### Source records
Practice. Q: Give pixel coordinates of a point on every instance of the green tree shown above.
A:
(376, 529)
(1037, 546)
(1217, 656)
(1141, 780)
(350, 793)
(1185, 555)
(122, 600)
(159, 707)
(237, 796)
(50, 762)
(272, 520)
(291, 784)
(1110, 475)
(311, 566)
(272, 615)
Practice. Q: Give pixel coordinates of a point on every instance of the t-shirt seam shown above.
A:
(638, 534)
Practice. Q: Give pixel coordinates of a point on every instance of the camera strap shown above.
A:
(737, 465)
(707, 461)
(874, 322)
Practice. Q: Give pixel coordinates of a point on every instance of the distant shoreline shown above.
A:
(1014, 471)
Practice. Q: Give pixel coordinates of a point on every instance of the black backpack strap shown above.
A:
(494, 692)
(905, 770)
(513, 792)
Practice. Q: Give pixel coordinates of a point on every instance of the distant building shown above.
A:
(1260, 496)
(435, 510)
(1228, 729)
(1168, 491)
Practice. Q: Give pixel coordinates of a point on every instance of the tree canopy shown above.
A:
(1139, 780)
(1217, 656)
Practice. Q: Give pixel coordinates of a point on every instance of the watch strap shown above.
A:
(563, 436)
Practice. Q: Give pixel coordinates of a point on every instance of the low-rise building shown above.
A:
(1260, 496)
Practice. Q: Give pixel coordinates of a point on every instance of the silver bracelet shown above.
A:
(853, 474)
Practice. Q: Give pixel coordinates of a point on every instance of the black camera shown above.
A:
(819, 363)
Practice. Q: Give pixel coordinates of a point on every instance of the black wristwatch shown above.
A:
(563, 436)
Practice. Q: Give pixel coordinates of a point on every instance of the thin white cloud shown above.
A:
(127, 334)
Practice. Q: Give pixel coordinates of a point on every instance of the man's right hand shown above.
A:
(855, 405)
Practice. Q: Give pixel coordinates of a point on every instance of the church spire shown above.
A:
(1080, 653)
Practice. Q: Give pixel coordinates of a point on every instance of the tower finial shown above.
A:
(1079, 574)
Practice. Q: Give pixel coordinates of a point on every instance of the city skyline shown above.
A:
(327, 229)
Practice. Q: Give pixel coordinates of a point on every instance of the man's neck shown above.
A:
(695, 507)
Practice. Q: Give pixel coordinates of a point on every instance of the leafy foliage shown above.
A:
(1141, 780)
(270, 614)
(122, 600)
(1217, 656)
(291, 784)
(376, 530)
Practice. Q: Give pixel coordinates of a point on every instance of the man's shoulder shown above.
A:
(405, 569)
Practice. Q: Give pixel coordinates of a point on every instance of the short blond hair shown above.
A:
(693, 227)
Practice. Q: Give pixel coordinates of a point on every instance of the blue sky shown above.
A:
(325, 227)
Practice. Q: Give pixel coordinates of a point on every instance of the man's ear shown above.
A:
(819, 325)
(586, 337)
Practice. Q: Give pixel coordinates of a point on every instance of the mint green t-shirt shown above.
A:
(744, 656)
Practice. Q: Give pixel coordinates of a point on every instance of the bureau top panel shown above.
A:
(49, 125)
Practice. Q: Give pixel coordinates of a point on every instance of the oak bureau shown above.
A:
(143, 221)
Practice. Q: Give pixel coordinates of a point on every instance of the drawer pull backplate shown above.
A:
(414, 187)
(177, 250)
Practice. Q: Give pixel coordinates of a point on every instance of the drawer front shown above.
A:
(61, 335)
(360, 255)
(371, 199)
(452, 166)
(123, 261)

### Your instructions
In the entries above, find each line with the string "building" and copy it.

### Worked solution
Practice. Q: Give pixel coordinates of a point on every instance of the distant building shown above.
Practice. Q: Give pixel coordinates of a point on every instance of the low-rise building shown above.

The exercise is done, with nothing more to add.